Diamnya pemimpin di negara-negara muslim hari ini adalah sirine pertanda matinya rasa kemanusiaan yang seharusnya menjadi fitrah bagi manusia untuk saling menolong sesamanya. Hal ini membuat sebagian orang bersikap tidak peduli dan menjadi penonton pasif, namun sebagian lain yang peduli malah diliputi perasaan lemah, seolah tidak bisa berbuat apa-apa kecuali terus menunggu dan membiarkan urusan ini diambil alih oleh pemerintah dunia. Padahal jika dihitung dari segi jumlah, jelas kaum muslim menang telak. Dengan populasi sekitar 2 miliar manusia yang sebagian besarnya tersebar di 50 negara mayoritas muslim, tentu menjadi privillage yang lebih dari cukup untuk mengirimkan tentara-tentara paling kuat sekalipun, untuk membuat para penjajah itu lari tunggang langgang meninggalkan tanah Palestina.

(Baris dataset penunjukan objek)

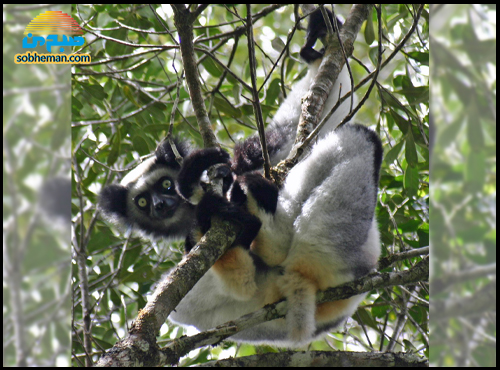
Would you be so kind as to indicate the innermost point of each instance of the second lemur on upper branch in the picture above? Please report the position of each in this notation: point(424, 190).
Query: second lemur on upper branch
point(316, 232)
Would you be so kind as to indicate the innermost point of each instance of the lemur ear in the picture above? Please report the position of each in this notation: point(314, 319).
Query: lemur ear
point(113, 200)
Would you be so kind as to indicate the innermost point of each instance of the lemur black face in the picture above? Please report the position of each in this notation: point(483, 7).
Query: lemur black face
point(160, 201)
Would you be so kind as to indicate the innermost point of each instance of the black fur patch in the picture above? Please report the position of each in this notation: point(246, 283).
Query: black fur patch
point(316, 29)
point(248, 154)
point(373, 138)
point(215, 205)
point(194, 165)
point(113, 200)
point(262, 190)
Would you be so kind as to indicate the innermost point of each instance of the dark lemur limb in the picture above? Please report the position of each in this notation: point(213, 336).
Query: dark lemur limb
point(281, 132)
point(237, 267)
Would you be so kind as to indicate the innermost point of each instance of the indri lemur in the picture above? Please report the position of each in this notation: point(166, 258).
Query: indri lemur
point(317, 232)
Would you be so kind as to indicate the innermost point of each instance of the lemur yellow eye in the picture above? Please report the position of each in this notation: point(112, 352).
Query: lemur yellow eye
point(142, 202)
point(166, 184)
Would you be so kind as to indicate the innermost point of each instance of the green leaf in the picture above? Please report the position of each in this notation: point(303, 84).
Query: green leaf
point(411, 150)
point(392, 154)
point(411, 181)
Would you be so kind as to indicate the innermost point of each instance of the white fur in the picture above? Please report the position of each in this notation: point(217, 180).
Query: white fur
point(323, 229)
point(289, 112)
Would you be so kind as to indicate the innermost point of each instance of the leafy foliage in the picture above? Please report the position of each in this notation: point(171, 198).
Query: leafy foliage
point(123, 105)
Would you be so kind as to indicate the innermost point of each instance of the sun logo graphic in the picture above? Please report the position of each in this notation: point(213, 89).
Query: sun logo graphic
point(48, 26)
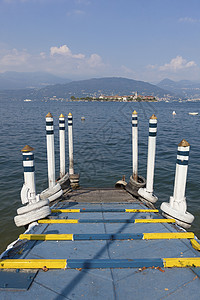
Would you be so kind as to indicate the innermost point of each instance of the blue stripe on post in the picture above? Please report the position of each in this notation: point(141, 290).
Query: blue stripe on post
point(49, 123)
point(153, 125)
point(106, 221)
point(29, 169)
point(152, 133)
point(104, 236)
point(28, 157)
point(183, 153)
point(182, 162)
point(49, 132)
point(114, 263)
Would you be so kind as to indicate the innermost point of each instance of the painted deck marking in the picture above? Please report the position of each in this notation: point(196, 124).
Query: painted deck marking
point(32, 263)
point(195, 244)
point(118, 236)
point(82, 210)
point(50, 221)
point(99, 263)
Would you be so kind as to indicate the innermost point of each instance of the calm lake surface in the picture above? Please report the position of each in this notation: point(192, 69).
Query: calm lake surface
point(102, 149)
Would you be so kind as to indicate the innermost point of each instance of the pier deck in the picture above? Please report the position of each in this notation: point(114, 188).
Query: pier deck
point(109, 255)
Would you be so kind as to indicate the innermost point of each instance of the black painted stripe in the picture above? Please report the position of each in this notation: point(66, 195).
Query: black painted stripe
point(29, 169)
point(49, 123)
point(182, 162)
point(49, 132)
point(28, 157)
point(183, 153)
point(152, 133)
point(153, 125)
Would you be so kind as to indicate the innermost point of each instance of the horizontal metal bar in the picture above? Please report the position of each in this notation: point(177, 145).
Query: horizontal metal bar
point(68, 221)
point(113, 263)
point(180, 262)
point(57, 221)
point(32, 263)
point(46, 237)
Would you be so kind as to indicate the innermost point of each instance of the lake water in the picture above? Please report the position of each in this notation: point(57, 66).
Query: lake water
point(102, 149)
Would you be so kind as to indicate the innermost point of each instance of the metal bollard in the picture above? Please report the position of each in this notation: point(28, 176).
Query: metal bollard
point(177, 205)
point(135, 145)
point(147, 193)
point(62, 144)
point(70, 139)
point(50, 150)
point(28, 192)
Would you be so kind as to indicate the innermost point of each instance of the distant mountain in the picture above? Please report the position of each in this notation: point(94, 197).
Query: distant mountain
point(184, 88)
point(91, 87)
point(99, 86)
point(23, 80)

_SOAL LATIHAN:_
(1) Berikan bagian artikel yang dimulai dari "Diamnya pemimpin di" dan berakhir pada "meninggalkan tanah Palestina.", tanpa mengubah satu kata pun.
(2) Menurut artikel, berapa perkiraan populasi kaum muslim?

_JAWABAN SOAL:_
(1)
Diamnya pemimpin di negara-negara muslim hari ini adalah sirine pertanda matinya rasa kemanusiaan yang seharusnya menjadi fitrah bagi manusia untuk saling menolong sesamanya. Hal ini membuat sebagian orang bersikap tidak peduli dan menjadi penonton pasif, namun sebagian lain yang peduli malah diliputi perasaan lemah, seolah tidak bisa berbuat apa-apa kecuali terus menunggu dan membiarkan urusan ini diambil alih oleh pemerintah dunia. Padahal jika dihitung dari segi jumlah, jelas kaum muslim menang telak. Dengan populasi sekitar 2 miliar manusia yang sebagian besarnya tersebar di 50 negara mayoritas muslim, tentu menjadi privillage yang lebih dari cukup untuk mengirimkan tentara-tentara paling kuat sekalipun, untuk membuat para penjajah itu lari tunggang langgang meninggalkan tanah Palestina.

(2) Sekitar 2 miliar manusia.